▶ **Requirement**: Reproduce the rows below verbatim, from their very first line through the line containing "box: [0, 112, 474, 316]", with both ends included.

[Listed entries]

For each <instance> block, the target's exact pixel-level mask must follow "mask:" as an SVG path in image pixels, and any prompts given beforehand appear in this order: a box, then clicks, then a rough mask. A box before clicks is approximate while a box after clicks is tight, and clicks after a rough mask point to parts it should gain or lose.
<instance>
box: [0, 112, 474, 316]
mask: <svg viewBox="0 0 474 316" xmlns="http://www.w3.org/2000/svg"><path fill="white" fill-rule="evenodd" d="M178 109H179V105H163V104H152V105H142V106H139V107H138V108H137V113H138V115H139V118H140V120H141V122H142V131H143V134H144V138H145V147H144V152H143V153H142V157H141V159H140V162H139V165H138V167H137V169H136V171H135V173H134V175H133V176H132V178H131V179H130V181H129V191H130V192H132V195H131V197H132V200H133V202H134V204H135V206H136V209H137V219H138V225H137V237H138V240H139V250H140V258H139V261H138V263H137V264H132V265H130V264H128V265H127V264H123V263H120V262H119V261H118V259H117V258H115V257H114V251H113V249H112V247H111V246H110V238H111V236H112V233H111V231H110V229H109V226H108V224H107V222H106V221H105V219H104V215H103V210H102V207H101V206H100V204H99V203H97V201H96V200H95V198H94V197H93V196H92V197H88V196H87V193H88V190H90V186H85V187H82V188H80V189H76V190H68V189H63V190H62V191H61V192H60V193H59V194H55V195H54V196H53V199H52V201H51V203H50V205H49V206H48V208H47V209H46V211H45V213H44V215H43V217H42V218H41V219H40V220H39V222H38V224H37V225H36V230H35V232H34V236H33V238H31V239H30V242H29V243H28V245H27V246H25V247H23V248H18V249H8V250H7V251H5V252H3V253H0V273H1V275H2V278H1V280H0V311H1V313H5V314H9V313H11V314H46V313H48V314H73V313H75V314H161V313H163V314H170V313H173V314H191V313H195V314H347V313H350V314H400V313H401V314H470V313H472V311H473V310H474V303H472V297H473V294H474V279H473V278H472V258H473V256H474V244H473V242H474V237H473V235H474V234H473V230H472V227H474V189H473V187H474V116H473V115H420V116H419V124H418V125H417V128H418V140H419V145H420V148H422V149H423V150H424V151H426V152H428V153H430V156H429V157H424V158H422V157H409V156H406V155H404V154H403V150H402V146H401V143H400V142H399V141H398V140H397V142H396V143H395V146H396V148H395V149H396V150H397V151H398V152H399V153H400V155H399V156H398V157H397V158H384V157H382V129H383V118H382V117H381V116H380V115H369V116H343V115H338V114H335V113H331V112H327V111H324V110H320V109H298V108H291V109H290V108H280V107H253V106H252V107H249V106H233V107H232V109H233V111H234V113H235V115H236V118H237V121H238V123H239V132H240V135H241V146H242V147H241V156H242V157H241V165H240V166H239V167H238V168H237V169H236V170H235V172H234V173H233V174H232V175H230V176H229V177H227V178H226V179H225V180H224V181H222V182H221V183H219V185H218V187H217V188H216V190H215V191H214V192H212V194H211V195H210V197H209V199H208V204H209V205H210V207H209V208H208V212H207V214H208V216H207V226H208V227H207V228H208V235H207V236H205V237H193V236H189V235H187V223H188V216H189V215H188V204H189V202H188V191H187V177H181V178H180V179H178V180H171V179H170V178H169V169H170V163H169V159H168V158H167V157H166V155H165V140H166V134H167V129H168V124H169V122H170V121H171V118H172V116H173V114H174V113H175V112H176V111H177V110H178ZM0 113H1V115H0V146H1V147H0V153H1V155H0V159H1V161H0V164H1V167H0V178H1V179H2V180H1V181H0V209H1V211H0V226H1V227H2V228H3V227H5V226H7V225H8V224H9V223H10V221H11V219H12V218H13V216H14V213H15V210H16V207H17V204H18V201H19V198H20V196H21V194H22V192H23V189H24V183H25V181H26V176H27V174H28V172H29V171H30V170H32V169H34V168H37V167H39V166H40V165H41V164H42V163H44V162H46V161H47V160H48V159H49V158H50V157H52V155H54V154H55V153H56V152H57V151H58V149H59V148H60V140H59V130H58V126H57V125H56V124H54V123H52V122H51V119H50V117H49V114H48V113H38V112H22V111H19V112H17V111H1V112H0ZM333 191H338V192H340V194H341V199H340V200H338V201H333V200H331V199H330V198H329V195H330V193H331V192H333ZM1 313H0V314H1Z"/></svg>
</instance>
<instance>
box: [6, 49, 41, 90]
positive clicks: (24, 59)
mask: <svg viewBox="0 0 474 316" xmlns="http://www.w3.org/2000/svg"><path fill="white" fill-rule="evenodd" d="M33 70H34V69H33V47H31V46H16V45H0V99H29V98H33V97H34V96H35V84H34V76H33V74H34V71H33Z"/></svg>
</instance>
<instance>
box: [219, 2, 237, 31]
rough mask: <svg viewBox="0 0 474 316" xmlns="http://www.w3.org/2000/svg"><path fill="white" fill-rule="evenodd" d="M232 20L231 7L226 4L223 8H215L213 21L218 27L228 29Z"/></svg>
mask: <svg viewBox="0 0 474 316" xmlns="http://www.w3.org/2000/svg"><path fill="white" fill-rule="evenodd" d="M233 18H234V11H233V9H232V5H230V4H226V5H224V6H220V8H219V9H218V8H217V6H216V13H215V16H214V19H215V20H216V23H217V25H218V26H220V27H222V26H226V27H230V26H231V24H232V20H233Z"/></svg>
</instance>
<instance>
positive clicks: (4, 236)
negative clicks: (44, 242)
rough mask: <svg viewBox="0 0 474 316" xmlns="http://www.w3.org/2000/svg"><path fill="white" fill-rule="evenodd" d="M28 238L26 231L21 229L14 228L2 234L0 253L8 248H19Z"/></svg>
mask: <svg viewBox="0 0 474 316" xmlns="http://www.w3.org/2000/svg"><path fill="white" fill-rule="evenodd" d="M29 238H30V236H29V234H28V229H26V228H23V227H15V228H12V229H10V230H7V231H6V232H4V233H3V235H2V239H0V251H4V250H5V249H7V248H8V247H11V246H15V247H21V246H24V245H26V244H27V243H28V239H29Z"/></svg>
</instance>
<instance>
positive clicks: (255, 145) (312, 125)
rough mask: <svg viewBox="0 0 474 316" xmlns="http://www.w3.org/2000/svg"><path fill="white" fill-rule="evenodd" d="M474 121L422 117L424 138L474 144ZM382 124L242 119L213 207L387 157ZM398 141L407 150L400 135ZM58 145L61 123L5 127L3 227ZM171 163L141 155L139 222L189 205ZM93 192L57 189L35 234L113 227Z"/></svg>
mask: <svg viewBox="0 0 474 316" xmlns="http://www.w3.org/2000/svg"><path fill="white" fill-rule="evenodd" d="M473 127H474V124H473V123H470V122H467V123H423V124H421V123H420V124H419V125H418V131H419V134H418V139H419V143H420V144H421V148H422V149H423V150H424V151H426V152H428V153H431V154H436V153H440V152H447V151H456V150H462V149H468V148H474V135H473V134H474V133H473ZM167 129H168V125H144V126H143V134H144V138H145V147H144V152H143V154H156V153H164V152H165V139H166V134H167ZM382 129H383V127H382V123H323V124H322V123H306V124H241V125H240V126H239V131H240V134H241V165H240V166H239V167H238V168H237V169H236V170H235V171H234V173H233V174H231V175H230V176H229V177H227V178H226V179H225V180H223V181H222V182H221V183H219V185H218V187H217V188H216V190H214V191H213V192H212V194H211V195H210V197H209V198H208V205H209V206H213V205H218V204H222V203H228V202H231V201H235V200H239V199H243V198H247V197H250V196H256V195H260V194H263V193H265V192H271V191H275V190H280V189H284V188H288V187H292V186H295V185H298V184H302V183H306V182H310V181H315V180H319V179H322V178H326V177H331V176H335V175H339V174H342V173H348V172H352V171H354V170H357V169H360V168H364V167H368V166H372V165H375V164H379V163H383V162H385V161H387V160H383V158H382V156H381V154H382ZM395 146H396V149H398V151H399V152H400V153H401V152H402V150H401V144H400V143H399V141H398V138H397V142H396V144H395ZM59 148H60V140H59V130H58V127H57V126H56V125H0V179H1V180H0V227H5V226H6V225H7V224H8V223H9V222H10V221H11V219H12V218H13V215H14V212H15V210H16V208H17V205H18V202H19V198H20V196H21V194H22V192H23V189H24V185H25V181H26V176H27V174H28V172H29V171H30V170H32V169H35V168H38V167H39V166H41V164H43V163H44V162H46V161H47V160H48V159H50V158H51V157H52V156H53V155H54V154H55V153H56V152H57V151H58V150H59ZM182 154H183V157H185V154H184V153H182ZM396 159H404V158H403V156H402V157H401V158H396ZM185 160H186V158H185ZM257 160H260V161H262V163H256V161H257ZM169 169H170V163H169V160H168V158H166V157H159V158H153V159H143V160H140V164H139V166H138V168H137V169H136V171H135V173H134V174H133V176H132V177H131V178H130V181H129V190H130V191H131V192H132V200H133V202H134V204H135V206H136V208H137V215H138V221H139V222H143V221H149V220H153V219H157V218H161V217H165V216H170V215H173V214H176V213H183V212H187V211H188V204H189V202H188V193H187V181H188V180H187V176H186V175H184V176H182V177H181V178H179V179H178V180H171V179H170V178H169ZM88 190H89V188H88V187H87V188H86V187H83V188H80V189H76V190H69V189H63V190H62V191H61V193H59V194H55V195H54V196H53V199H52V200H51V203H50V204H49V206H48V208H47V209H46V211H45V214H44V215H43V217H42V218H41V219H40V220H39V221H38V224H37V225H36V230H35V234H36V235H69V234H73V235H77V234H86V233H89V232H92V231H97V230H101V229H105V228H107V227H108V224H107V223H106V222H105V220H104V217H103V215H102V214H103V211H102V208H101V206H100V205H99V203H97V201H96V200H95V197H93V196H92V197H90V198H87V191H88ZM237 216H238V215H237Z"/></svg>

[/Listed entries]

▶ **Expected answer**:
For each <instance> block, the target's exact pixel-level mask must follow "mask:" as an SVG path in image pixels, and any prompts given beforehand appear in this order: a box, then clicks, then a rough mask. A box before clicks is approximate while a box after clicks is tight, and clicks after a rough mask point to parts it should gain or lose.
<instance>
box: [0, 112, 474, 316]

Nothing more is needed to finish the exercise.